- Goal of the exercise -
Update the data from the line with "the firework smoke." to the line with "282, 809, 375]]" by changing every "Bonus question" to "Challenge question" and leaving all else unchanged. Leave the pictures out of your answer.

- Data shown -

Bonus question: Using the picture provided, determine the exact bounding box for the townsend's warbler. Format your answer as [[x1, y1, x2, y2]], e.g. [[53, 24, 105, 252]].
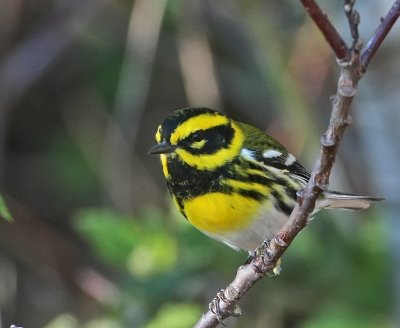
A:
[[149, 108, 378, 252]]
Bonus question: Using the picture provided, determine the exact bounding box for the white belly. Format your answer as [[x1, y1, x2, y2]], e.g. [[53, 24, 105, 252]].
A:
[[202, 205, 288, 252]]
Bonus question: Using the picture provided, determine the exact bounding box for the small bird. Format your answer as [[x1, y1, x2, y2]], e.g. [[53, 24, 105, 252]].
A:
[[149, 108, 380, 254]]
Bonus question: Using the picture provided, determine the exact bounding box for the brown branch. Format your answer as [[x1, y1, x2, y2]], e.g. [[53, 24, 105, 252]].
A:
[[361, 0, 400, 72], [300, 0, 349, 60], [195, 0, 400, 328]]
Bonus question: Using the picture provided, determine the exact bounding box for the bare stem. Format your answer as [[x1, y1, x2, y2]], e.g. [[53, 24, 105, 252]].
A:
[[300, 0, 349, 60], [361, 0, 400, 72]]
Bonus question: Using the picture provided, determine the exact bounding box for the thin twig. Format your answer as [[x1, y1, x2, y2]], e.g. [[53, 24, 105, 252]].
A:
[[300, 0, 349, 60], [344, 0, 360, 50], [195, 0, 400, 328], [361, 0, 400, 72]]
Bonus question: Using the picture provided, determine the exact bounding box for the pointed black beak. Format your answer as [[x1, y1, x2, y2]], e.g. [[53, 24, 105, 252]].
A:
[[148, 141, 176, 155]]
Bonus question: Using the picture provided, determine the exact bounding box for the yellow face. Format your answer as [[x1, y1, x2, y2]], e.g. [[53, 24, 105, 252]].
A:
[[150, 108, 244, 173]]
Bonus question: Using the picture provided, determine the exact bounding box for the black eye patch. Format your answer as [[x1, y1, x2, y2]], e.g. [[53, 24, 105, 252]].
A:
[[181, 124, 235, 155]]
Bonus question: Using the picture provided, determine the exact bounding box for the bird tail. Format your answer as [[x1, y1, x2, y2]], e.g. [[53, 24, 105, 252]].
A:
[[316, 191, 384, 210]]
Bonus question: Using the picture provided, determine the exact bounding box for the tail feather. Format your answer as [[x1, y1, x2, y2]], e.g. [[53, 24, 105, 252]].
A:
[[316, 191, 384, 210]]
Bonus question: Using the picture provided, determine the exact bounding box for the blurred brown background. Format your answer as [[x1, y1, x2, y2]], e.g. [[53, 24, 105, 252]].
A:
[[0, 0, 400, 328]]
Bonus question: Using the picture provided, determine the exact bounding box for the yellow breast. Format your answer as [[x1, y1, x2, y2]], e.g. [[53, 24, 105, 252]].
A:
[[183, 192, 261, 234]]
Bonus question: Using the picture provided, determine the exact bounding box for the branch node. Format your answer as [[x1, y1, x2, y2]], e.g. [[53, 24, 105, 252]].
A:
[[338, 76, 357, 98], [273, 233, 289, 248], [320, 132, 336, 148]]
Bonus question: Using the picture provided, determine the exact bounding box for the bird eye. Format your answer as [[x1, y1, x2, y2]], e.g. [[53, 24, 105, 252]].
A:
[[190, 131, 204, 142]]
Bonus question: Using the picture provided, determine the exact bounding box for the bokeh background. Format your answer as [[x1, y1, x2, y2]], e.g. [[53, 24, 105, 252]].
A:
[[0, 0, 400, 328]]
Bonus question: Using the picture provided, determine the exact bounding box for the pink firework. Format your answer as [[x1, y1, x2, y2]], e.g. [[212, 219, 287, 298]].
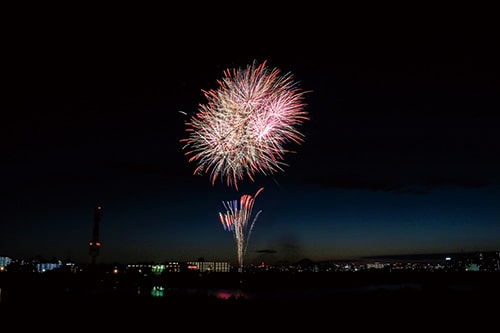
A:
[[180, 61, 309, 189], [219, 187, 264, 268]]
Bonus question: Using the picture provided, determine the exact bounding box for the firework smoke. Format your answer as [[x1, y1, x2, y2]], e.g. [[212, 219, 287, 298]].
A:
[[219, 187, 264, 269], [180, 61, 309, 190]]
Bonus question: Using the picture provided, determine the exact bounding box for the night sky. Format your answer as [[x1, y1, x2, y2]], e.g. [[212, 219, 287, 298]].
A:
[[0, 13, 500, 264]]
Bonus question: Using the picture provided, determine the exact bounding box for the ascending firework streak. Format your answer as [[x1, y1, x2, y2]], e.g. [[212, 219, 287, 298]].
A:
[[219, 187, 264, 269], [180, 62, 309, 190]]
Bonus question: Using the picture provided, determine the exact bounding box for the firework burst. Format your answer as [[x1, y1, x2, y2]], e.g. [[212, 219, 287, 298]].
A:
[[180, 61, 309, 190], [219, 187, 264, 268]]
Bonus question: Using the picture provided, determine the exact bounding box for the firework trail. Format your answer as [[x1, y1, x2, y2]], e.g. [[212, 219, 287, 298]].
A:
[[180, 61, 309, 190], [219, 187, 264, 268]]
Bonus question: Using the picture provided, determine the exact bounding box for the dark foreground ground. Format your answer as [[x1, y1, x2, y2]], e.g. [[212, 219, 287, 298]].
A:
[[0, 272, 500, 332]]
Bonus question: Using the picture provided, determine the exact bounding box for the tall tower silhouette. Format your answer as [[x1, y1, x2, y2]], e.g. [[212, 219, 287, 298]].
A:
[[89, 205, 102, 264]]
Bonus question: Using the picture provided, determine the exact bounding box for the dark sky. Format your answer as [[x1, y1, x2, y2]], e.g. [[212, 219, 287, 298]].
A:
[[0, 12, 500, 263]]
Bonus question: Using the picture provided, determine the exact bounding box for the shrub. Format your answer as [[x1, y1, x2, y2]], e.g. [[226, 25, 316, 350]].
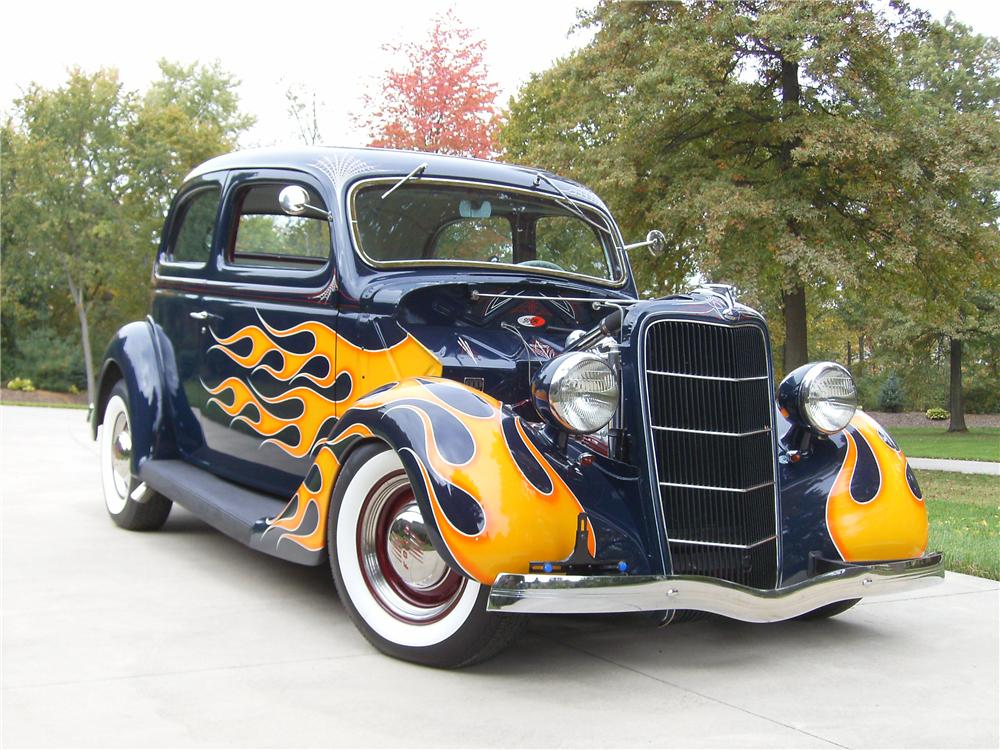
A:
[[7, 378, 35, 392], [878, 373, 906, 412], [12, 326, 86, 392]]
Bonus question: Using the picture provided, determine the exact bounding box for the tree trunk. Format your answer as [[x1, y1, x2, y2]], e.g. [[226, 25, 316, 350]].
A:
[[778, 58, 809, 374], [948, 338, 969, 432], [66, 273, 95, 404], [781, 282, 809, 375]]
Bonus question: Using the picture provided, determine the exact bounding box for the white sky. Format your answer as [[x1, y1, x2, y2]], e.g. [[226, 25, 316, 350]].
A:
[[0, 0, 1000, 146]]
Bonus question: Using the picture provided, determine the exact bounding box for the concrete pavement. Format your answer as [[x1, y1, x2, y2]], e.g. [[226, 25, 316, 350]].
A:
[[0, 407, 1000, 747], [906, 456, 1000, 477]]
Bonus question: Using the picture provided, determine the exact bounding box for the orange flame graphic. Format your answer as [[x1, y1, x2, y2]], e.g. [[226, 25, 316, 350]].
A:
[[826, 411, 928, 562], [356, 380, 596, 584], [205, 313, 441, 458], [264, 424, 373, 552]]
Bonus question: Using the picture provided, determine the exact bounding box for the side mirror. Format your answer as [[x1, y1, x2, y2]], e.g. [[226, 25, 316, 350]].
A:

- Exercise response -
Challenge question: Using the picture provided, determine the exact bounding box for the firework smoke. Format your answer as [[x1, y1, x2, y2]], e.g. [[212, 219, 287, 298]].
A:
[[219, 187, 264, 269], [180, 61, 309, 190]]
Challenge question: Using the picture provided, determine the exact bounding box for the night sky. Format your answer as [[x1, y1, x2, y2]], e.g. [[212, 219, 287, 298]].
A:
[[0, 13, 500, 264]]
Challenge question: Using the picture provided, determine the exact bounding box for the ascending firework streak. Format your answer as [[x1, y1, x2, y2]], e.g. [[212, 219, 287, 298]].
A:
[[219, 187, 264, 269], [180, 62, 309, 190]]
Challenge question: Using the picture provided, determine the exact bounding box for the firework burst. Format your answer as [[x1, y1, x2, y2]], e.g. [[212, 219, 287, 298]].
A:
[[180, 61, 309, 190], [219, 187, 264, 268]]
Challenge question: Using the picture provided, determine the exact bounding box for the firework trail. Format your answer as [[x1, y1, x2, y2]], e.g. [[212, 219, 287, 298]].
A:
[[180, 61, 309, 190], [219, 187, 264, 268]]
Challenge question: Using the picture provided, determine the exact bounding box for the dark foreground ground. Format your answer as [[x1, y1, x2, y2]], e.g. [[212, 219, 287, 298]].
A:
[[0, 272, 500, 332]]
Challenge question: Using the picture provided, determine the exact bounding box for the tall tower silhouette. Format your answer as [[x1, y1, x2, y2]], e.g. [[212, 219, 287, 298]].
A:
[[89, 205, 102, 264]]
Challenge question: Using the picture provided, determine the exact bounding box for the dark sky. Format your answer as [[x1, y1, x2, y2]], e.g. [[212, 219, 287, 298]].
A:
[[0, 12, 500, 263]]
Challenge question: Using the picture provided, determine the exact bounding box for the shrub. Format your answer as [[x1, y1, x2, y2]], e.g. [[226, 25, 316, 350]].
A:
[[7, 378, 35, 392], [878, 373, 906, 412], [12, 326, 86, 392]]
Challenge question: Using the picture provided, determine the exact bounding box for the tree trunk. Format your answer as [[x1, y1, x2, y2]], e.g. [[226, 25, 316, 350]].
A:
[[778, 58, 809, 374], [948, 338, 969, 432], [66, 273, 95, 404], [781, 282, 809, 375]]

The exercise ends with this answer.